* Excerpts from point annotation data
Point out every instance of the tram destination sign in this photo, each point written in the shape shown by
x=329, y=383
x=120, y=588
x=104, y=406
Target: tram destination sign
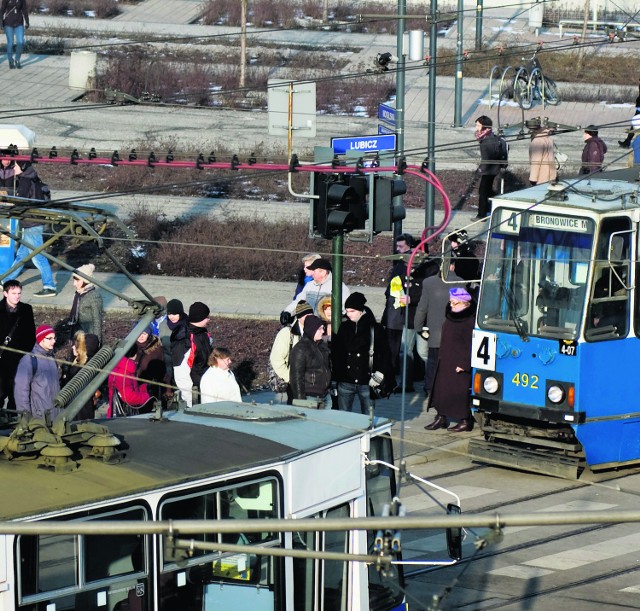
x=562, y=223
x=364, y=144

* Required task
Rewrite the records with "tram" changed to "streetcar" throughout, keeping every other line as it is. Leave the pictures out.

* Finished task
Point out every instance of the streetcar destination sign in this photo, each point written in the shape shown by
x=329, y=383
x=120, y=588
x=104, y=406
Target: streetcar destination sign
x=562, y=223
x=364, y=144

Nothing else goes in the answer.